## Work instructions
Locate "Every instance of the neckline" in the listing. Transcribe the line that contains it and every line that follows, through the last, omitting all pictures.

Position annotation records
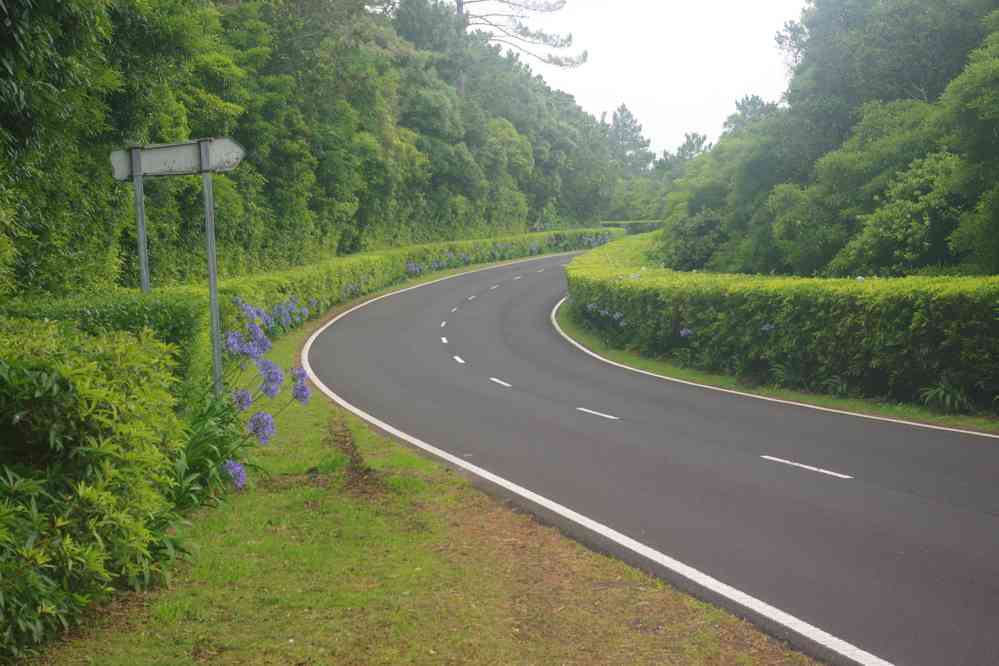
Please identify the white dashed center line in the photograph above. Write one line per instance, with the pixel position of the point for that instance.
(600, 414)
(808, 467)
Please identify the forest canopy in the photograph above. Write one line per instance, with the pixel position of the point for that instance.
(356, 133)
(881, 158)
(374, 124)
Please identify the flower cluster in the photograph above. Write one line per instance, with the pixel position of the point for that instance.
(616, 317)
(350, 290)
(300, 389)
(242, 399)
(261, 425)
(252, 344)
(236, 472)
(271, 378)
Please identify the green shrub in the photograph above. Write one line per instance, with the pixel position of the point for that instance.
(635, 227)
(324, 285)
(87, 435)
(897, 338)
(179, 315)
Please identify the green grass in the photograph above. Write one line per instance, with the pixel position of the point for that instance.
(309, 566)
(909, 412)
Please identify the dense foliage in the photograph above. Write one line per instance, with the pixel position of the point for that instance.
(356, 134)
(881, 159)
(179, 315)
(87, 439)
(918, 338)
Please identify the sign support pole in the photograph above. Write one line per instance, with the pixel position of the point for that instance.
(206, 179)
(140, 214)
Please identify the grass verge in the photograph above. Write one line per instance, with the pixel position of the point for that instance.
(406, 563)
(908, 412)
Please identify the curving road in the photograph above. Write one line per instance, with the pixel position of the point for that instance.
(884, 535)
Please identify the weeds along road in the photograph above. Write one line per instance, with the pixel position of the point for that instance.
(879, 541)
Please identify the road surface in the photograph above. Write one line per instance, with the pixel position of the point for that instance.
(884, 535)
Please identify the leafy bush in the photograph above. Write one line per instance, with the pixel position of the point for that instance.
(87, 435)
(635, 227)
(179, 315)
(324, 285)
(929, 338)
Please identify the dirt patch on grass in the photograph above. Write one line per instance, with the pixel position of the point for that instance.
(567, 604)
(283, 482)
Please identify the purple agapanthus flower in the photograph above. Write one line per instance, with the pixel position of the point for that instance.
(301, 392)
(236, 472)
(234, 342)
(271, 377)
(261, 425)
(242, 399)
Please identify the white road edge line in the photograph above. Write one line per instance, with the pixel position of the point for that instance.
(808, 467)
(601, 414)
(817, 408)
(699, 578)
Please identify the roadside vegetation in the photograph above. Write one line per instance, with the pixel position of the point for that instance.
(109, 434)
(900, 343)
(350, 548)
(388, 141)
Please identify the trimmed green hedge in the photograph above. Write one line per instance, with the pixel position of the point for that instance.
(635, 227)
(921, 338)
(88, 437)
(179, 315)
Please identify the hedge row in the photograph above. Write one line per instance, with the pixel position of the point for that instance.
(88, 439)
(635, 227)
(179, 316)
(926, 339)
(96, 454)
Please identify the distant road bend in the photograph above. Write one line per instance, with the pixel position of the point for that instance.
(880, 538)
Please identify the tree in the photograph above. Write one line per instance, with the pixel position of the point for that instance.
(749, 110)
(505, 23)
(629, 147)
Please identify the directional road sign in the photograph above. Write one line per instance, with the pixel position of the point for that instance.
(177, 159)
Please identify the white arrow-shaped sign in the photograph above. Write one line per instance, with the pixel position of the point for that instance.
(179, 159)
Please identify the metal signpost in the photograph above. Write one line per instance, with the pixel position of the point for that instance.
(204, 156)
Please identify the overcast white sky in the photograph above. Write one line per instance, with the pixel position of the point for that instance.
(679, 65)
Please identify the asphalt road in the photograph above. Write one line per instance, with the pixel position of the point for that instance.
(901, 559)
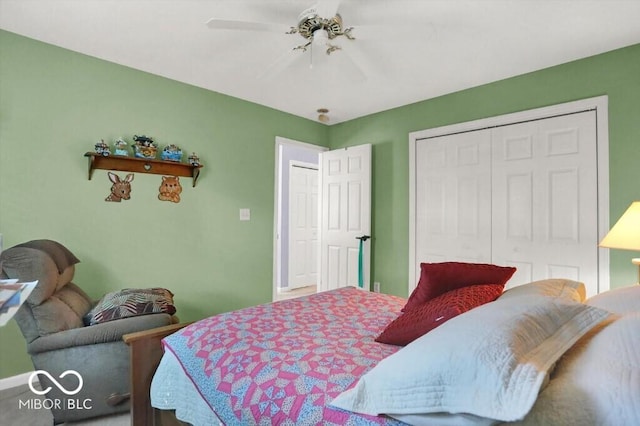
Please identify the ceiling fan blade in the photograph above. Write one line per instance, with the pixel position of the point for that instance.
(223, 24)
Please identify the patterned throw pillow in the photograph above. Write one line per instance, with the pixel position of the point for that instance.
(438, 278)
(131, 302)
(419, 321)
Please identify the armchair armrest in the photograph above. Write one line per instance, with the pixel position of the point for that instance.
(107, 332)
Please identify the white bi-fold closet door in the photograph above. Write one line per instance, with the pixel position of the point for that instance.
(522, 194)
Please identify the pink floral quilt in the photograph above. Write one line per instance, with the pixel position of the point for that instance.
(284, 362)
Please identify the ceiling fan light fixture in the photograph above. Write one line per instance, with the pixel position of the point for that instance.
(320, 37)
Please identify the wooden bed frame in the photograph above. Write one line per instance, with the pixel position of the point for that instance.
(145, 353)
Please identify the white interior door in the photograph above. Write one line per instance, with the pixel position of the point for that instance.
(523, 195)
(454, 198)
(303, 225)
(345, 176)
(545, 203)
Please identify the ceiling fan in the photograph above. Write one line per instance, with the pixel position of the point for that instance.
(319, 25)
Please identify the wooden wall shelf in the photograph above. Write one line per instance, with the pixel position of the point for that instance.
(141, 165)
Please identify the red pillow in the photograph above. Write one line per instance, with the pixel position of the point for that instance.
(438, 278)
(419, 321)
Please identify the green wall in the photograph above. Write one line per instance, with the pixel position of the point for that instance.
(55, 104)
(616, 74)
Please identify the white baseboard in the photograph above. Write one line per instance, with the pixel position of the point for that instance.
(13, 381)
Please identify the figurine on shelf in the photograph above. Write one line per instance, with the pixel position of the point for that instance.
(171, 153)
(102, 148)
(170, 189)
(144, 147)
(120, 147)
(194, 160)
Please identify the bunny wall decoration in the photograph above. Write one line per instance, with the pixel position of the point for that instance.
(121, 189)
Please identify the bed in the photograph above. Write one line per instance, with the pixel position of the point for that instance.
(535, 354)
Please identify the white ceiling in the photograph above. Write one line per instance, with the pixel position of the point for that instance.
(404, 52)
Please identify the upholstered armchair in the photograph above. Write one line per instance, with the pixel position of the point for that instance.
(52, 321)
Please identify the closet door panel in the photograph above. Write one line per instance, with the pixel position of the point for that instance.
(544, 173)
(453, 198)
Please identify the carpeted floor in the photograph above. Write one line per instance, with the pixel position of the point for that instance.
(11, 414)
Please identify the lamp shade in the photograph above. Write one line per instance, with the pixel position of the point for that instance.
(625, 234)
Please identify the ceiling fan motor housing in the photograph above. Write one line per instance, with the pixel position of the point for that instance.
(309, 22)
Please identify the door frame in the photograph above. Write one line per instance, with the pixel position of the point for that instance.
(280, 143)
(599, 104)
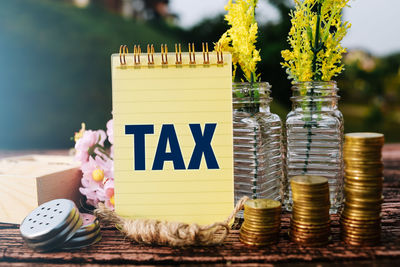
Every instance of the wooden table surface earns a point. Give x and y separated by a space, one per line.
115 249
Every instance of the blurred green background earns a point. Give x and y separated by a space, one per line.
55 68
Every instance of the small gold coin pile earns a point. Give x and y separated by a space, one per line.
310 222
361 216
262 222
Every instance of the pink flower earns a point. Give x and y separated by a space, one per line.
95 171
105 164
85 146
110 131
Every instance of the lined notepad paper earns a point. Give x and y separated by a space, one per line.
179 96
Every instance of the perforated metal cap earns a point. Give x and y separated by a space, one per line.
51 224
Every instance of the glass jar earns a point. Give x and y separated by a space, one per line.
314 136
257 143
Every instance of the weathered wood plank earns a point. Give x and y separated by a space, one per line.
115 249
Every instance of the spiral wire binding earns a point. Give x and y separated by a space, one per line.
164 54
123 51
178 54
150 54
136 54
206 55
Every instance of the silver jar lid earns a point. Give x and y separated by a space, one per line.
51 224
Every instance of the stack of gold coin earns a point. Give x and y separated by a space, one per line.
310 222
360 218
262 222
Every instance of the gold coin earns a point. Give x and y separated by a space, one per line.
357 199
365 137
362 190
378 181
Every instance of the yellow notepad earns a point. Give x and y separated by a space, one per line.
173 150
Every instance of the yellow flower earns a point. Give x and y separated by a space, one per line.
241 37
314 38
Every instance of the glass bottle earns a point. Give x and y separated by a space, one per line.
257 138
314 138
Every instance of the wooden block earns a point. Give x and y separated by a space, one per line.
28 181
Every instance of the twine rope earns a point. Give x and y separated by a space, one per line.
150 231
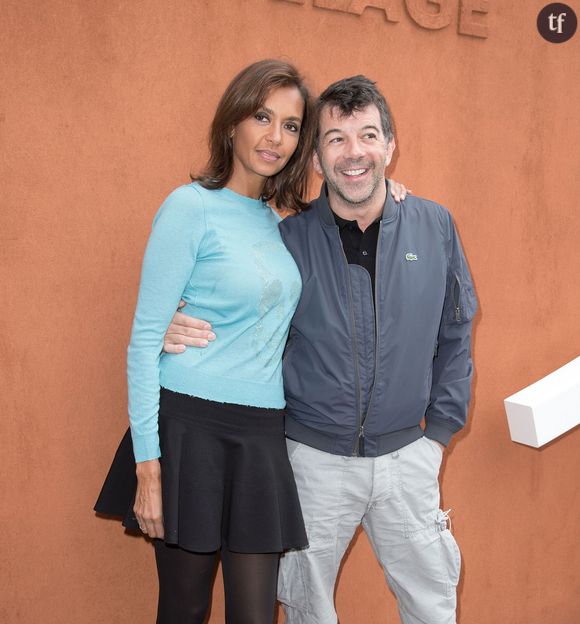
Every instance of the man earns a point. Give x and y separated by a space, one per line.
379 341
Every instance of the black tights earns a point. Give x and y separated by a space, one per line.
186 579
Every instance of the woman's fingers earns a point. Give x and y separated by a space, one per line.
398 191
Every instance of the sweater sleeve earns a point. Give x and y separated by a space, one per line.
170 256
452 365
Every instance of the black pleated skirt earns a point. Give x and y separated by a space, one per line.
225 474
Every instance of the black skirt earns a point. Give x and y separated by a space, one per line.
225 478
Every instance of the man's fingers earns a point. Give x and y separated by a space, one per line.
182 320
169 348
176 343
191 332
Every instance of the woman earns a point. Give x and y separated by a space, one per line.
207 430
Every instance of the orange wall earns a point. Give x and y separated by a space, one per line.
104 107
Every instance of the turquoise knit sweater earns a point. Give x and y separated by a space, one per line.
221 252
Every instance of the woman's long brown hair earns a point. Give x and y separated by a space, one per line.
244 95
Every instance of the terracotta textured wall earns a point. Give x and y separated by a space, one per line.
104 107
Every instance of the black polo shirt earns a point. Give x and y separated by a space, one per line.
360 247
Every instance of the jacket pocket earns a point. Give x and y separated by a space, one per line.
461 302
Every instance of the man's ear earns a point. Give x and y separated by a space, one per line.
390 151
316 163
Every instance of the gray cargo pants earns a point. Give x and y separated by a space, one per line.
396 498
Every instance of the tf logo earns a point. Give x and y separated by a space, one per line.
557 22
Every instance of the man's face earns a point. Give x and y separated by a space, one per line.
352 155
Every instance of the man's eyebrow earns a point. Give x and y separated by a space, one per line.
331 131
271 112
369 127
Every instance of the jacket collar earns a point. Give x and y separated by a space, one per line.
321 205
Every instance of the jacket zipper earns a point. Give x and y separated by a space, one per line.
355 352
361 434
456 298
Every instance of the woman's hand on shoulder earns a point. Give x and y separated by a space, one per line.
148 507
398 191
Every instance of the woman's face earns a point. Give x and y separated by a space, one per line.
264 142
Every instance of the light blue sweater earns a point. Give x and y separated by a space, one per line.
222 253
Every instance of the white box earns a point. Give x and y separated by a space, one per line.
546 409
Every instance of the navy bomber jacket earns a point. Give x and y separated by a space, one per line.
358 377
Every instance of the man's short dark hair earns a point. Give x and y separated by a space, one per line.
354 94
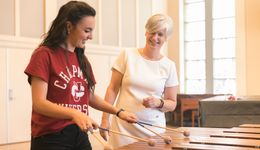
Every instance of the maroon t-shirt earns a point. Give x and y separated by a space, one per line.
66 86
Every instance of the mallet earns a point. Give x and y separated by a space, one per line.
105 144
185 132
166 139
150 142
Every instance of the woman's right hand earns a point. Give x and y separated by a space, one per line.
104 134
83 121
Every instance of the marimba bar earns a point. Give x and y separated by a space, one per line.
227 141
243 130
237 135
206 139
207 147
250 126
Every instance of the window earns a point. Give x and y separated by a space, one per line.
209 46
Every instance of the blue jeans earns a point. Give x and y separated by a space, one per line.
69 138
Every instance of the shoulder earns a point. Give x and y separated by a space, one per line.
168 61
129 52
43 50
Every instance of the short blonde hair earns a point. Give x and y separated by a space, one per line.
158 22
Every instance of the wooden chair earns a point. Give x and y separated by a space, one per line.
189 104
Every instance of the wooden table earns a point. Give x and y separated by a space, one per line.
202 139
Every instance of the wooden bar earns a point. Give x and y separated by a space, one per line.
249 125
237 135
226 141
207 147
243 130
201 139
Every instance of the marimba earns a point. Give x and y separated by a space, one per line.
237 138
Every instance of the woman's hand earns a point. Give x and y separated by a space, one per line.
103 133
151 102
127 116
83 121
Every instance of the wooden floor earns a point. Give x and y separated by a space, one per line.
96 145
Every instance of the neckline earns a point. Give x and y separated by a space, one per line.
141 54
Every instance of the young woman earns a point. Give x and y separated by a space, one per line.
63 83
146 84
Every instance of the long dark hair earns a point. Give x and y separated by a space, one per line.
73 12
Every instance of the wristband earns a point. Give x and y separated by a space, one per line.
161 104
120 110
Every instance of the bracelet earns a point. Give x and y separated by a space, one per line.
120 110
161 104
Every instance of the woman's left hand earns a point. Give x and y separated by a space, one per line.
151 102
127 116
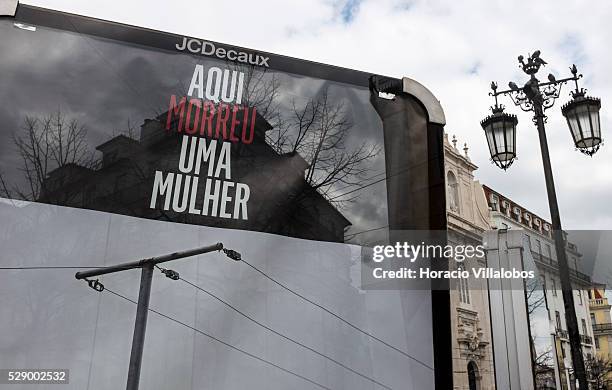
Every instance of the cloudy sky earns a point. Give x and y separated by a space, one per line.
455 48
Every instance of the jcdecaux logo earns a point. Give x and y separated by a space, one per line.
206 48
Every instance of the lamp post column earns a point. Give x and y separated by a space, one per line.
566 287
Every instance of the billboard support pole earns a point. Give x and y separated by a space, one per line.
144 295
140 327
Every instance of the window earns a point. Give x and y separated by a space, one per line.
464 290
558 320
453 191
575 263
528 239
494 202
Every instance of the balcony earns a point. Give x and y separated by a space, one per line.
548 263
598 302
562 334
602 328
584 339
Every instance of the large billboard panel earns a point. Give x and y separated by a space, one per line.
120 143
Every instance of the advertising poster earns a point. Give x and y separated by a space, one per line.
119 144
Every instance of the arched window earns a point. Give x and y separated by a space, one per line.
473 376
453 191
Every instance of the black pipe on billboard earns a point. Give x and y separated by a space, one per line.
144 295
150 261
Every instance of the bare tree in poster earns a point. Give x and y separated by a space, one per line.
318 132
43 145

## Exercise output
Every instance of the neckline earns a point. Give x and y separated by a space, one per line.
141 54
Every instance of the young woman earns a point. Give x and y separated by a space, one per line.
63 83
146 84
Every instance of the long dark hair earns a point. Give x and y separated by a space, one per line.
73 12
Every instance of the wristband earns a point. Give x and y separated by a space, one per line.
161 104
120 110
Every instance of the bracelet earns a point. Give x and y separated by a space, one per line.
120 110
161 104
Every instance of the woman's left hand earns a point. Give x and y separated by a space, one per line.
151 102
127 116
Every instance of the cloudy sky earns a point. Give x and y separated by a space, one per line.
455 48
Every instance of the jcdecaux logo earns a point. Give x and y separated by a space, one per line.
206 48
Every instance of the lamp post column earns a point. Give x and y separated by a space, one per line.
566 287
Every instance of the billboard support pole earns a point. Give x and y separated by a space, one per line.
144 295
140 327
Every instance of the window earns a point. Give x and y separated by a space, one per line.
464 290
558 320
453 191
575 263
528 239
494 202
Every instance of the balcony earns a point. Give x and y separated by a space, one per line.
548 263
598 302
562 334
602 328
584 339
Every instance of the large billboard panel earns a point. Give x and y separated by a space, one per line.
120 143
Every instance of the advertising poster earns a point. Give x and y separated by a space, one per line.
119 144
Every instance of the arched window earns a point. Give x and y separated by a space, one per line.
473 376
453 191
Every instance of the black pipe on billboard earns a point. Give x and y separated by a space, one per line.
144 295
150 261
Every instance of the bare tree in poster earns a point. Give x and y separated by a space, one per line.
318 132
43 145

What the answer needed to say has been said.